Problem requirements: Could you print all the entries exactly?

Point-per-instance localization data:
※ ※ ※

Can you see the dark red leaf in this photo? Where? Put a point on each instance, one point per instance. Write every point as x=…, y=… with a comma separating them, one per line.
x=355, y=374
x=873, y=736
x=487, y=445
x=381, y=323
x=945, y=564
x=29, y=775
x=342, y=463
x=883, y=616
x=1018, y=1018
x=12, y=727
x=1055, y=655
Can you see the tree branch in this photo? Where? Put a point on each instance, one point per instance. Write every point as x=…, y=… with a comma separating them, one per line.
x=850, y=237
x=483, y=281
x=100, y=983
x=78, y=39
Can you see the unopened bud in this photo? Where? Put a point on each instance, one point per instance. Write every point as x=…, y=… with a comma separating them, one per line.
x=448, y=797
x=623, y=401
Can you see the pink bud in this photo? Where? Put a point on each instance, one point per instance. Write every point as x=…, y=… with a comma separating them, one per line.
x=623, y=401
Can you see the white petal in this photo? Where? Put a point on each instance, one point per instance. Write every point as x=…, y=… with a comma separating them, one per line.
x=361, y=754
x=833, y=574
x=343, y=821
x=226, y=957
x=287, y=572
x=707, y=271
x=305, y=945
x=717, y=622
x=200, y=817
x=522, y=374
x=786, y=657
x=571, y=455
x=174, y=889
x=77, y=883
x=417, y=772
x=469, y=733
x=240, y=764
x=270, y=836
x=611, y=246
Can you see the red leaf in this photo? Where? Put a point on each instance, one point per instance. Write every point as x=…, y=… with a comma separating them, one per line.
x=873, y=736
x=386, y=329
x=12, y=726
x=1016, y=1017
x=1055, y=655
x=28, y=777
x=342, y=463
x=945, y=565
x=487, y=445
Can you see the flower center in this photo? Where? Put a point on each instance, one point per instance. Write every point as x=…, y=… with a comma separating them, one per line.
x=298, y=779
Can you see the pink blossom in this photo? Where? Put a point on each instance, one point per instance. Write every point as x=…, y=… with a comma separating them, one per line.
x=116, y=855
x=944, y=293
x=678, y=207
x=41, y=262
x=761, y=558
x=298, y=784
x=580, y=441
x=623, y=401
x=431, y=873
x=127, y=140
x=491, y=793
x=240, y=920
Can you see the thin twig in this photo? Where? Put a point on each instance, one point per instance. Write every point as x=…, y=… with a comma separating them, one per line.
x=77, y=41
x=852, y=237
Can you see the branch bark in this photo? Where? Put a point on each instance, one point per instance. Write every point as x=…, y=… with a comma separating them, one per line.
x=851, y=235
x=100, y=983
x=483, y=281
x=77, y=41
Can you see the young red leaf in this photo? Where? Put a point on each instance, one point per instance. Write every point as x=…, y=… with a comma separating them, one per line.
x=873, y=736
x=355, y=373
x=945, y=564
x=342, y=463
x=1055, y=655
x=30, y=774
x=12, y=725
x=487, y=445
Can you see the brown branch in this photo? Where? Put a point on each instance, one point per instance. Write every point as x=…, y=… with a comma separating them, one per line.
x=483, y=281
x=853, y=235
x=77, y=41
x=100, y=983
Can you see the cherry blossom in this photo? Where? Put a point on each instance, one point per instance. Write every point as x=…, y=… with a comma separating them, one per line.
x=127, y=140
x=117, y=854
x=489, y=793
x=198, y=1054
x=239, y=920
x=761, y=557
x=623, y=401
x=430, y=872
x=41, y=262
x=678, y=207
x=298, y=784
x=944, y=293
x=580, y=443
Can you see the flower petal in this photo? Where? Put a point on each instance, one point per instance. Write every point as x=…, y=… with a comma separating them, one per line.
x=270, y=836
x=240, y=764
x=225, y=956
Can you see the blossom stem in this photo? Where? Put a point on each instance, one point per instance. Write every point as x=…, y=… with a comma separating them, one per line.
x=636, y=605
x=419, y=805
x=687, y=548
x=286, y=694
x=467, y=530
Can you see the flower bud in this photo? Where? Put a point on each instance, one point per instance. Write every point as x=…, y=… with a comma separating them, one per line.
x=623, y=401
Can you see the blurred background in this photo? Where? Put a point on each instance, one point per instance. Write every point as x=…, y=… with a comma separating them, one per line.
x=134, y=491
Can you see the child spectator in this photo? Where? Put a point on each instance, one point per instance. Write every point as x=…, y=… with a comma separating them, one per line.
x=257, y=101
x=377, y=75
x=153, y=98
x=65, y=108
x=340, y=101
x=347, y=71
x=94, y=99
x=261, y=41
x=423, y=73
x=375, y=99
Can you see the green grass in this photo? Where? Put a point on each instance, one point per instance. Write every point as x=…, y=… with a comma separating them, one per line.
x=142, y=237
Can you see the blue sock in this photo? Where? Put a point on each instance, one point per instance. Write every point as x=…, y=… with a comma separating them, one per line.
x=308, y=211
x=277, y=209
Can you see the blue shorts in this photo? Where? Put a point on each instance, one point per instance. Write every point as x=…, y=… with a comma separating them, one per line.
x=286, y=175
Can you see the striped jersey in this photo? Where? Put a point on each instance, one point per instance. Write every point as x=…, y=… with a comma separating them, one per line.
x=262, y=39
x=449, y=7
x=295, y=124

※ ※ ※

Output:
Can you see the dark red leaf in this photo? Where? Put a point on each instance, one point per instance. Write every point as x=…, y=… with a comma separating them, one per line.
x=355, y=374
x=873, y=736
x=487, y=445
x=381, y=323
x=945, y=564
x=29, y=775
x=342, y=463
x=883, y=616
x=1018, y=1018
x=12, y=727
x=1055, y=655
Can you see the tree branch in this photo? Where? Put a point on each instance, one point per instance. Write every point as x=…, y=… with a comma separating them, one per line.
x=850, y=237
x=483, y=281
x=100, y=983
x=78, y=39
Can you see the unopened bud in this photo? Where? Put a point on each instance, one point per instance. Write every point as x=…, y=… with a comma separating them, one per line.
x=448, y=797
x=623, y=401
Can you see the pink bud in this photo? Where? Put a point on each instance, one point per instance. Write every point as x=…, y=… with a comma separating them, one per line.
x=623, y=401
Can you see the white petal in this photo? Where? Put a point on each instance, one point per instance. Write every point as x=…, y=… with a comma separating them, one per line.
x=361, y=754
x=833, y=574
x=343, y=821
x=226, y=957
x=287, y=572
x=707, y=271
x=305, y=945
x=717, y=622
x=200, y=817
x=522, y=374
x=786, y=657
x=571, y=455
x=174, y=889
x=77, y=883
x=417, y=772
x=469, y=733
x=240, y=764
x=270, y=836
x=611, y=246
Can you see the red leaf in this photo? Where? Put a point on each instance, one point per instance. Write every point as x=…, y=… with a comma separating them, one per line.
x=873, y=736
x=386, y=329
x=12, y=726
x=1016, y=1017
x=1055, y=655
x=28, y=777
x=342, y=463
x=945, y=565
x=487, y=445
Can you see the flower center in this photo? Where? Put a point on each instance, one point per instance. Write every point as x=…, y=… with a comma separating them, one per line.
x=298, y=779
Can you see the pink blossom in this photo? Where? Put a point on each instance, one point per instance. Write every point as x=…, y=… with a comma separating them, one per line.
x=116, y=855
x=944, y=293
x=678, y=207
x=41, y=262
x=761, y=558
x=298, y=784
x=580, y=441
x=623, y=401
x=431, y=873
x=127, y=140
x=491, y=793
x=240, y=920
Can you see the thin twig in this photo? Where? Put a point on each instance, one point per instance. Write every point as x=…, y=… with a comma separating them, one per line.
x=77, y=41
x=852, y=237
Can you see the branch bark in this photo? Where? Put a point on each instance, one point per instance. Write every point as x=…, y=… with a comma separating them, one per line.
x=851, y=235
x=100, y=983
x=483, y=281
x=77, y=41
Can you see the young red leaf in this photo? Where? Put a point on each instance, one point per instance. Write every point as x=…, y=… with a comma separating them, one per line.
x=873, y=736
x=355, y=373
x=945, y=564
x=342, y=463
x=1055, y=655
x=30, y=774
x=12, y=725
x=487, y=445
Can you see the brown branch in this photo? Where? Put a point on each instance, one point per instance. Write every point as x=…, y=… with a comma separating them, one per line.
x=483, y=281
x=853, y=235
x=77, y=41
x=100, y=983
Can you see the cherry blossom in this photo? Where? Put a point on each instance, one point per instance. Write every point as x=…, y=… with a comma separating them, one per line.
x=127, y=140
x=117, y=854
x=489, y=793
x=198, y=1054
x=239, y=920
x=761, y=557
x=623, y=401
x=430, y=872
x=41, y=262
x=678, y=207
x=298, y=784
x=944, y=293
x=580, y=443
Can you see the flower petal in this photo? Where? Put a point on each instance, one point per instance. Write every point as x=…, y=… with a comma separating them, one per line.
x=270, y=836
x=240, y=764
x=225, y=956
Can you see the blossom stem in this photo? Where? Put a point on each instance, one point per instance. Write every point as x=…, y=… with a comma separating them, one per line.
x=636, y=605
x=419, y=805
x=687, y=548
x=286, y=694
x=467, y=530
Can you see the flower bud in this photo? Where? Put a point on each instance, one point per instance. Write every point as x=…, y=… with a comma separating them, one per line.
x=623, y=401
Can you see the blurred background in this photo? Where? Put a point on each instance, one point per instance. Write every point as x=…, y=… with a comma separating them, one per line.
x=134, y=491
Can you see the child spectator in this photo? Where? Put a point on each instance, one point per instance. Write every point as x=…, y=… with a comma separating them, one per line.
x=257, y=101
x=377, y=75
x=153, y=98
x=65, y=108
x=340, y=101
x=347, y=71
x=94, y=99
x=261, y=41
x=423, y=73
x=375, y=99
Can you see the green grass in this photo? Where? Put a point on each instance, one point per instance. Write every point as x=…, y=… with a comma separating them, one per line.
x=142, y=237
Can you see the blue sock in this photo? Where? Put a point on each instance, one point per instance. Write every point as x=…, y=… with a comma separating them, one per line.
x=308, y=211
x=277, y=209
Can you see the blue shorts in this photo? Where? Put a point on each instance, one point per instance. Write every point as x=…, y=… with a comma separating them, one per line.
x=286, y=175
Can you see the striped jersey in this photo? Where? Put a point on each instance, one point per instance. Write every point as x=…, y=… with a comma separating them, one per line.
x=262, y=39
x=449, y=7
x=295, y=124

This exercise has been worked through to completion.